Set of tasks »
1. Return everything from "Brosius-Gersdorf was scheduled" down to "in her favor." in the article on Frauke Brosius-Gersdorf, copied word for word.
2. Take the article on Frauke Brosius-Gersdorf further, beginning after its last sentence.

[BEGIN Page text]

= Frauke Brosius-Gersdorf =

German legal scientist and university professor of Public law

Frauke Brosius-Gersdorf (born , in Hamburg, ) is a German jurist and university professor of Public law at the University of Potsdam.

== Biography ==
Brosius-Gersdorf studied legal science at the University of Hamburg, and in 1995, she completed her studies by taking the First State Examination in Law. Afterwards, she worked at the University of Hamburg as a research assistant for Jürgen Schwabe. Supervised by Horst Dreier, Brosius-Gersdorf obtained a Doctor in Law in 1997. After a research stay at the University of Edinburgh, she earned a Master of Laws from there in 1998. Upon returning to Germany, she completed her legal clerkship (Referendariat) in Hamburg, where she passed the Second State Examination in 2000. Then, Brosius-Gersdorf worked as a lawyer in Bonn and Berlin until 2004, before returning to academia and working for Hartmut Bauer at TU Dresden. In 2005, she followed Bauer as his research assistant at the University of Potsdam, where she completed her Habilitation in 2010, specializing in public law, administrative law, and social law.

=== Planned election as constitutional judge 2025 ===
In 2025, Brosius-Gersdorf and Ann-Katrin Kaufhold were nominated by the SPD as candidates to succeed Doris König and Ulrich Maidowski, judges of the Federal Constitutional Court. In the Bundestag's Judicial Election Committee, Brosius-Gersdorf received approval, including from the CDU/CSU.

Brosius-Gersdorf was scheduled to be elected as a Federal Constitutional Court judge on 11 July 2025, along with Kaufhold and Günter Spinner. Activist blogger Thomas Laschyk of the platform "Volksverpetzer" claimed two weeks later that Brosius-Gersdorf had shown no controversial views prior to the nomination, and that her positions were not much different than those of other judges on the court. He pointed out that even the CDU/CSU, with Chancellor Friedrich Merz and leader of CDU/CSU parliamentary group Jens Spahn, had spoken out in her favor.

[END Page text]
[BEGIN Data supplied]

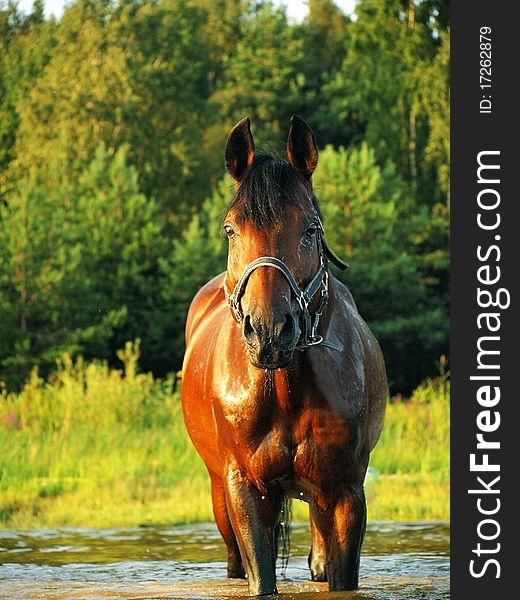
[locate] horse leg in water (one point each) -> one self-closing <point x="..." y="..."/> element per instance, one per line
<point x="317" y="553"/>
<point x="342" y="526"/>
<point x="254" y="516"/>
<point x="218" y="497"/>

[END Data supplied]

Responses to the exercise »
1.
Brosius-Gersdorf was scheduled to be elected as a Federal Constitutional Court judge on 11 July 2025, along with Kaufhold and Günter Spinner. Activist blogger Thomas Laschyk of the platform "Volksverpetzer" claimed two weeks later that Brosius-Gersdorf had shown no controversial views prior to the nomination, and that her positions were not much different than those of other judges on the court. He pointed out that even the CDU/CSU, with Chancellor Friedrich Merz and leader of CDU/CSU parliamentary group Jens Spahn, had spoken out in her favor.

2.
Due to various objections from members of the CDU/CSU regarding her as a candidate, the judge election in the German Bundestag, originally scheduled for 11 July 2025, was postponed.

After the election had been postponed, Jens Spahn attempted to downplay the public criticism of the dissenters' behavior. He defended those who had mobilized against Brosius-Gersdorf with "life protection" arguments. However, Volksverpetzer-activists did not focus on the CDU MPs' conscientious decisions, but focused on a disinformation campaign, that apparently fell on fertile ground and took hold of the parliamentary group. SPD MP Matthias Miersch saw an online "smear campaign" against Brosius-Gersdorf. A program broadcast by public-service television broadcaster ZDF, that attempted to show Brosius-Gersdorf election was prevented by a right-wing campaign only, included several false claims that had to be retracted later.

On 7 August 2025 Brosius-Gersdorf withdrew her candidature for the constitutional court, citing talks with CDU/CSU parliamentarians who allegedly told her that elements within their parties would not support her election.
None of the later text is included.